WHAT THE TASK ASKS: Would you please return the lines of the entries below starting at the line that has "pixel 410 558" and ending at the line that has "pixel 683 756", both included, exactly as they are?

[Saved entries]
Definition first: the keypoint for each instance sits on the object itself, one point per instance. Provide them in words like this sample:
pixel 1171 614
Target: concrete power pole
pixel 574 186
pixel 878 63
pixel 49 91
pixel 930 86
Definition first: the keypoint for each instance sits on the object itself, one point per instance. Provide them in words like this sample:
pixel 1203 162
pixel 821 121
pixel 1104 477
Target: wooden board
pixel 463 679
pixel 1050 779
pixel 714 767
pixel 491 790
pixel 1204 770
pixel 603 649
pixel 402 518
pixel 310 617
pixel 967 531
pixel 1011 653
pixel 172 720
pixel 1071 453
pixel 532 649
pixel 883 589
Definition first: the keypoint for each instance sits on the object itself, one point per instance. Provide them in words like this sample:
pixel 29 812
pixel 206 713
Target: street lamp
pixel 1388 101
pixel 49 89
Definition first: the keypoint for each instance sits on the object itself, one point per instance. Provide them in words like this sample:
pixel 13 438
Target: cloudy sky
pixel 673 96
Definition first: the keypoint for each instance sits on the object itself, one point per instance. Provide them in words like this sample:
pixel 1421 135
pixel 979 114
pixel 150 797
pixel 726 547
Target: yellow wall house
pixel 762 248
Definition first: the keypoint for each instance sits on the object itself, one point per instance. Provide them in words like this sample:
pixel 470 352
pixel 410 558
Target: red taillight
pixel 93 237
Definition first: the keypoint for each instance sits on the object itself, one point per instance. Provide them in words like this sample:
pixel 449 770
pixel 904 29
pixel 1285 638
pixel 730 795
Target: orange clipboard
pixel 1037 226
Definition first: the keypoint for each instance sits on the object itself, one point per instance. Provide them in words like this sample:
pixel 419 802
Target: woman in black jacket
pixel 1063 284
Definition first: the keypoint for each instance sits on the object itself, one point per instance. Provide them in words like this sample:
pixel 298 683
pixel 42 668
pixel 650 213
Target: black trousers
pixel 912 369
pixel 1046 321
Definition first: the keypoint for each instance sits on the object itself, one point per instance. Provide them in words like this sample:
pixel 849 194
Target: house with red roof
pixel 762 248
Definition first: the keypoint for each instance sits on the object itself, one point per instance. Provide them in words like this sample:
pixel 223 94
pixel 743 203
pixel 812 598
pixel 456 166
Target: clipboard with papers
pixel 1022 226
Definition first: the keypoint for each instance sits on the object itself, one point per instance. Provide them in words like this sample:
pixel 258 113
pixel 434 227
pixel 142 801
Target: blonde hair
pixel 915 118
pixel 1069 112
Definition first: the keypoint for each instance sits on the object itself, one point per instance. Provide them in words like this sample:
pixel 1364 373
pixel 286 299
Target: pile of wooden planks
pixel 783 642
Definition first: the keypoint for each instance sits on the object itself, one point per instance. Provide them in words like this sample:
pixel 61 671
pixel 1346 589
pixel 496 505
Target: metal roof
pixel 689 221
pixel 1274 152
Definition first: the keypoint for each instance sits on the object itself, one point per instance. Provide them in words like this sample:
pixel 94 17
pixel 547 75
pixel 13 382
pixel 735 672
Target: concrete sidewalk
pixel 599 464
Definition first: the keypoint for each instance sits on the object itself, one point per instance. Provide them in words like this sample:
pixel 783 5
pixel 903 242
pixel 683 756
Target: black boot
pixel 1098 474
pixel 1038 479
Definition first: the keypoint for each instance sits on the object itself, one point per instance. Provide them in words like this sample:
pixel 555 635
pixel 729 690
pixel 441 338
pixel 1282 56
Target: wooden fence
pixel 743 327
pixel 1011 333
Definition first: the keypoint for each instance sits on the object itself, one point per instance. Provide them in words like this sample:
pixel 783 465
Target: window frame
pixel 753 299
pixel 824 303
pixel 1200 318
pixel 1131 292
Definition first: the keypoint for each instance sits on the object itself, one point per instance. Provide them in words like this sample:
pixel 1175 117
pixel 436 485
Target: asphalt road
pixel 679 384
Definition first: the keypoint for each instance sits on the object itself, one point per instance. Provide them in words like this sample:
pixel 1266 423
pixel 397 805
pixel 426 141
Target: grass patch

OUTPUT BELOW:
pixel 410 558
Target: red taillight
pixel 93 237
Definition first: the keypoint for each instance sits on the object itself, one point per instance. Provide them in words like this sample:
pixel 449 770
pixel 904 29
pixel 1285 638
pixel 730 795
Target: orange clipboard
pixel 1037 226
Definition first: the keypoint for each instance sits on the object itself, one point per instance. Provide them in words like this sample:
pixel 419 802
Target: woman in black jacket
pixel 1063 284
Definition first: the keypoint for each instance sits on the object itself, one point per instance. Provide them in words like this sample:
pixel 298 683
pixel 42 668
pixel 650 213
Target: black trousers
pixel 912 369
pixel 1046 321
Definition first: the keypoint for each instance sits on the object itself, one point per instance. Provide them in words like this sample:
pixel 849 194
Target: house with red roof
pixel 762 248
Definition first: the keypoint for each instance sits on the object itself, one point per instance. Provide them in words like this sample:
pixel 223 94
pixel 743 203
pixel 812 598
pixel 456 166
Target: clipboard with papers
pixel 1022 226
Definition first: the keypoint for each instance sits on the object itself, one point per instance. Provide them in words like this sample:
pixel 258 113
pixel 434 227
pixel 142 801
Target: blonde hair
pixel 915 118
pixel 1069 112
Definition first: the keypoint for each instance sits on the object itself, one point per instance. Provide them in words like this sample:
pixel 1364 373
pixel 286 299
Target: pile of wooden planks
pixel 783 642
Definition first: the keypoint for each instance sits on the object itself, one point per instance. Provide them in words like this sample:
pixel 61 671
pixel 1346 589
pixel 496 505
Target: metal roof
pixel 689 221
pixel 1274 152
Definition first: the keypoint for each instance sits on the object itself, one point per instance. Provide them in words like this sample:
pixel 94 17
pixel 547 75
pixel 13 382
pixel 735 672
Target: concrete sidewalk
pixel 599 464
Definition first: the keypoint for each instance sits on the object itself, one point per instance. Provide them in words like this sample:
pixel 783 5
pixel 903 242
pixel 683 756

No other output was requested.